*OBJECTIVE:*
Transcribe every line of the records verbatim.

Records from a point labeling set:

%%

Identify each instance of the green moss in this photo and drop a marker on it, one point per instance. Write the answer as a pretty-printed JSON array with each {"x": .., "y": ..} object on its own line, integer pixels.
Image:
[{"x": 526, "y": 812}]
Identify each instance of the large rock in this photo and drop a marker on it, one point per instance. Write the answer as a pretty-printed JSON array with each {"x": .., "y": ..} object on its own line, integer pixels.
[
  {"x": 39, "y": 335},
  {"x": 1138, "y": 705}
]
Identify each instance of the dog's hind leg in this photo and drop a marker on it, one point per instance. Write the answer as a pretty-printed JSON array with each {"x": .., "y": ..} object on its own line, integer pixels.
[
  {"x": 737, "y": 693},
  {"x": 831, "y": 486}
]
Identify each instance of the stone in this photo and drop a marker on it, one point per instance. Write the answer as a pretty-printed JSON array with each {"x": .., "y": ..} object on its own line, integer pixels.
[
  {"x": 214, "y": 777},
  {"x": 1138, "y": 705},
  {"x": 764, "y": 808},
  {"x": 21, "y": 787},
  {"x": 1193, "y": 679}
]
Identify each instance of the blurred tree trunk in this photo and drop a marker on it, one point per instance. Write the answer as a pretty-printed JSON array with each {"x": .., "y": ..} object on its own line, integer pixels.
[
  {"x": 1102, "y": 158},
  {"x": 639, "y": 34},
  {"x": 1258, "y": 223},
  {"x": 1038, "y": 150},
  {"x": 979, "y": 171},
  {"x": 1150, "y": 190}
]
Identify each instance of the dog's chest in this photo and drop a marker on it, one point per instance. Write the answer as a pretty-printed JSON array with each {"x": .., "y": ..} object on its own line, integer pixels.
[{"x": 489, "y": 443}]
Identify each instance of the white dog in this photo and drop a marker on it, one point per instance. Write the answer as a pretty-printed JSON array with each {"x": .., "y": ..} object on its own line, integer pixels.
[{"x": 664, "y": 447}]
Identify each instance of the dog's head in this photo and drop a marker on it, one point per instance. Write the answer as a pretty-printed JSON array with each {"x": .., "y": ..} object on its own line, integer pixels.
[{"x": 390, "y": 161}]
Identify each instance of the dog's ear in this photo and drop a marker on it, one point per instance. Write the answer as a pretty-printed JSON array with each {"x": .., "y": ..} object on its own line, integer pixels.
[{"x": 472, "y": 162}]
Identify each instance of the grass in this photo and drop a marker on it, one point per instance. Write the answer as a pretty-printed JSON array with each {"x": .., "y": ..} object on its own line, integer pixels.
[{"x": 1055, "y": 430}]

%%

*OUTPUT BELOW:*
Identify each instance of the green moss in this photo and drop a marker on it, one point per instance. Write the answer as a pretty-printed JSON array with each {"x": .., "y": ..} object on its own line, integer pixels.
Image:
[{"x": 526, "y": 812}]
Identify each instance of the large rock in this photo and drop a marker on it, one point per instance. Write the answer as a pretty-printed JSON array with each {"x": .., "y": ..} object on its own line, integer pixels.
[
  {"x": 39, "y": 335},
  {"x": 1138, "y": 705}
]
Identify each instance of the dog's hind leg in this photo and drop a marker on it, one point per instance. Write the answer as a pretty-printed JSON array with each {"x": .., "y": ..} object on its own line, integer pixels.
[
  {"x": 737, "y": 693},
  {"x": 831, "y": 486}
]
Identify each instance of the stone in this photo and drop a marker on it, one point per instance. Write the answer as a pretty-printed JSON array with each {"x": .., "y": ..} object on its own line, integer pixels.
[
  {"x": 214, "y": 777},
  {"x": 1138, "y": 705},
  {"x": 764, "y": 808},
  {"x": 21, "y": 787},
  {"x": 1193, "y": 679}
]
Identify each instance of the blurred tree trunk in this photo and drop a marker on it, one point per instance. Write the answer as a pretty-printed JSON array with each {"x": .., "y": ..} object on its own line, integer pixels.
[
  {"x": 1102, "y": 158},
  {"x": 639, "y": 34},
  {"x": 1258, "y": 223},
  {"x": 1038, "y": 150},
  {"x": 979, "y": 171},
  {"x": 1150, "y": 190}
]
Identify each instance of the dog's chest in this photo and drop a marker on it, one point per instance. Write the answer as a pretty-printed JSON array with each {"x": .., "y": ..} object on its own line, integer pixels.
[{"x": 489, "y": 443}]
Identify each instance of the white dog in this photo and drop a marker on it, one point per instance. Write the answer as a pretty-printed JSON array with each {"x": .., "y": ..} object on its own line, integer pixels.
[{"x": 664, "y": 447}]
Identify each instance of the dog's head in this photo and drop a marker on it, one point per instance. Write the answer as a pretty-printed JSON array with each {"x": .., "y": ..} object on its own line, integer pixels.
[{"x": 390, "y": 161}]
Identify each instance of the dog's ear in this photo and drop a marker on it, one point per instance. Write the answer as a pretty-printed JSON array with each {"x": .., "y": ..} object on its own line, integer pixels.
[{"x": 472, "y": 162}]
Identify each instance of the grass in this photo and drop a marker on it, one point per instance. Write the answer as a pretty-printed JSON array with each {"x": .., "y": ..} object on its own line, integer pixels.
[{"x": 1055, "y": 430}]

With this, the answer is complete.